Provided entries
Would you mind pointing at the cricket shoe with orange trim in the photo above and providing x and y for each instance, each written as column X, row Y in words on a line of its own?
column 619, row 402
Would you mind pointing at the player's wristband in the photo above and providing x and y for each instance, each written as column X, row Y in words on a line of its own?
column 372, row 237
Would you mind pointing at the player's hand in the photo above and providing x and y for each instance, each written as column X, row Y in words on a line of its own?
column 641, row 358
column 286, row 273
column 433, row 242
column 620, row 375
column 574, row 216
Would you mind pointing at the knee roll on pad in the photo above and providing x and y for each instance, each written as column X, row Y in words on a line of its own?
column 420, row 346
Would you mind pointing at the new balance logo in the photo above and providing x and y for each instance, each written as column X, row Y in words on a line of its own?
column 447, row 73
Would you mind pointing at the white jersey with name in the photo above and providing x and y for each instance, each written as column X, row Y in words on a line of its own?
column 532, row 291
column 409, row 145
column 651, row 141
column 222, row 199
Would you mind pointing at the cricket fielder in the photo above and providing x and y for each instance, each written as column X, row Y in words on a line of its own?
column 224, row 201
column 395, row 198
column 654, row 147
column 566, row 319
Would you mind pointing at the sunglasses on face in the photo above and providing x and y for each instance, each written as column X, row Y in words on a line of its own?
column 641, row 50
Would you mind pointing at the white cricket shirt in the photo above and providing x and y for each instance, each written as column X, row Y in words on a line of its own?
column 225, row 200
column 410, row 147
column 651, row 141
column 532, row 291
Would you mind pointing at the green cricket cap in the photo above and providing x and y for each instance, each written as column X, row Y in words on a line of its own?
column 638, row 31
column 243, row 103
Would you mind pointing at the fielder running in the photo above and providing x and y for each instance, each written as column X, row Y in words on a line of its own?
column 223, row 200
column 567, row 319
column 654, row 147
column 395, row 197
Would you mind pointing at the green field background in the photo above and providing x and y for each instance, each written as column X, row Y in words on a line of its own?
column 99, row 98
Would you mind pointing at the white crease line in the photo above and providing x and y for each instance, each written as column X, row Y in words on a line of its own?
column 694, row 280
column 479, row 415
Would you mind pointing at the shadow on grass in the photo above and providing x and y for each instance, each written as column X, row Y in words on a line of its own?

* * *

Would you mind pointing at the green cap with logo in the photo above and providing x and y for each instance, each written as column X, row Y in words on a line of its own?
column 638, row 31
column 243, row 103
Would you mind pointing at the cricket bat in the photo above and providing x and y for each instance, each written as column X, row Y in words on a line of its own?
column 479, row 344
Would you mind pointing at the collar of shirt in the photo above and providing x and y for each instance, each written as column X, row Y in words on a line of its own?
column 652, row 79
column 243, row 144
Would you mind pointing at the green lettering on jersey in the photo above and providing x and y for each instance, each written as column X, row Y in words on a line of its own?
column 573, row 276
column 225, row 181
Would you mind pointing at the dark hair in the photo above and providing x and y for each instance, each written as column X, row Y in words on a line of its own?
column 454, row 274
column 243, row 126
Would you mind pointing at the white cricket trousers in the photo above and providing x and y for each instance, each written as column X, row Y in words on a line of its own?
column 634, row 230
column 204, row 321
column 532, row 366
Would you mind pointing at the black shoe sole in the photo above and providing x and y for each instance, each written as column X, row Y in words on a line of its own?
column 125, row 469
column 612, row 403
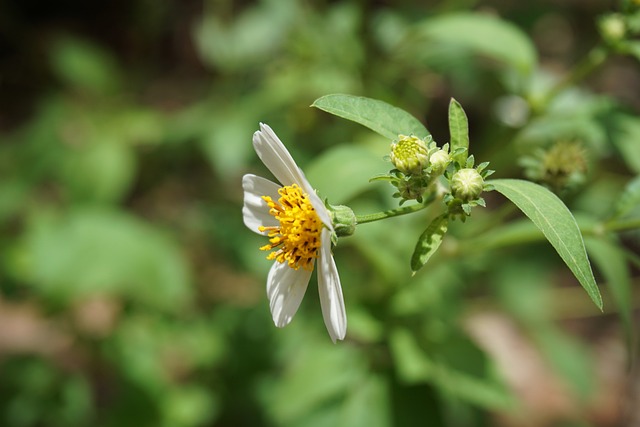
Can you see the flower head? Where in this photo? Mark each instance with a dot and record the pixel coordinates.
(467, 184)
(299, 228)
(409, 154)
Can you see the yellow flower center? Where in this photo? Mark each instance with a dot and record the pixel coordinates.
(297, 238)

* * *

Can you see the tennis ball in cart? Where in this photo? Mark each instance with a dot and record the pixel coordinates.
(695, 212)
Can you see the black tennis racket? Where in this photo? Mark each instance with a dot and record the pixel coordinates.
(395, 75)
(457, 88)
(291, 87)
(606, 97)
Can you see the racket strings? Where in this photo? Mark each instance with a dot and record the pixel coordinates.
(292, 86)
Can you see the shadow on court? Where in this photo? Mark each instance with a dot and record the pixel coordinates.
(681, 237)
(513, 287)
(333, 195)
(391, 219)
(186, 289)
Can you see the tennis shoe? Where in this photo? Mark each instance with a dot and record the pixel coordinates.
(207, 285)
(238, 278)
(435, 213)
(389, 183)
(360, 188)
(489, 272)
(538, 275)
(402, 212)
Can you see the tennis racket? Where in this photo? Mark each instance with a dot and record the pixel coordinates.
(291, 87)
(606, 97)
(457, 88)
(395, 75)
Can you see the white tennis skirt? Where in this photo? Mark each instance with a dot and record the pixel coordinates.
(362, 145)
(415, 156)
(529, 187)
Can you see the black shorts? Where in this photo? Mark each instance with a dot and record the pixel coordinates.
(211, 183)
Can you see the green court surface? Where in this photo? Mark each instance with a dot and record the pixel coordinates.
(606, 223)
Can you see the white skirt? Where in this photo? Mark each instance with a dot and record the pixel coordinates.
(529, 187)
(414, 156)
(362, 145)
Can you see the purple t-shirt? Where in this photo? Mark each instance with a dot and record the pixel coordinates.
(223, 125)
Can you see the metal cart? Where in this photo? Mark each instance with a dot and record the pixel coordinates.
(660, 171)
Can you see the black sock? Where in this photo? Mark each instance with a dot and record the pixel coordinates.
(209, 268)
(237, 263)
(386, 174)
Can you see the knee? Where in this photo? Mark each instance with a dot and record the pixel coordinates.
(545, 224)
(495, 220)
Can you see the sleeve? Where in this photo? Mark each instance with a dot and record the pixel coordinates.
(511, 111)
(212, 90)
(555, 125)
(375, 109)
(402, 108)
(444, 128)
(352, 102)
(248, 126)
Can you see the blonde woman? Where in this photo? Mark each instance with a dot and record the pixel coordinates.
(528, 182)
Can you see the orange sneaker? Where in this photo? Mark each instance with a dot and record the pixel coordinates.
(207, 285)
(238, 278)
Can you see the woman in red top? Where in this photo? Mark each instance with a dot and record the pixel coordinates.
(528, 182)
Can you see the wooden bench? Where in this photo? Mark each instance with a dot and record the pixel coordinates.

Work instructions
Copy out the data above word for word, between the lines holding "Would you mind pointing at the cricket shoe" and "column 222, row 199", inclusive.

Response to this task
Would you mind pointing at the cricket shoe with orange trim in the photo above and providing x and y for each instance, each written as column X, row Y in words on a line of its own?
column 619, row 402
Would you mind pointing at the player's wristband in the photo above and providing x and y for each instance, each written as column X, row Y in words on a line of its own?
column 372, row 237
Would you mind pointing at the player's hand in the photo above and providing x and y for each instance, each written as column X, row Y in words on a line of its own?
column 641, row 358
column 286, row 273
column 433, row 242
column 620, row 375
column 574, row 216
Would you mind pointing at the knee roll on pad in the photo above and providing x and y for each instance, each written as column X, row Y in words on a line of its own?
column 420, row 346
Would you mind pointing at the new balance logo in the photo above and providing x and y for each instance, each written as column X, row Y in words on a line of its own?
column 447, row 73
Would you mind pointing at the white jersey with name in the photo above and providing x and y for each instance, each written as column X, row Y in words on a line of its own?
column 532, row 291
column 409, row 145
column 651, row 141
column 222, row 199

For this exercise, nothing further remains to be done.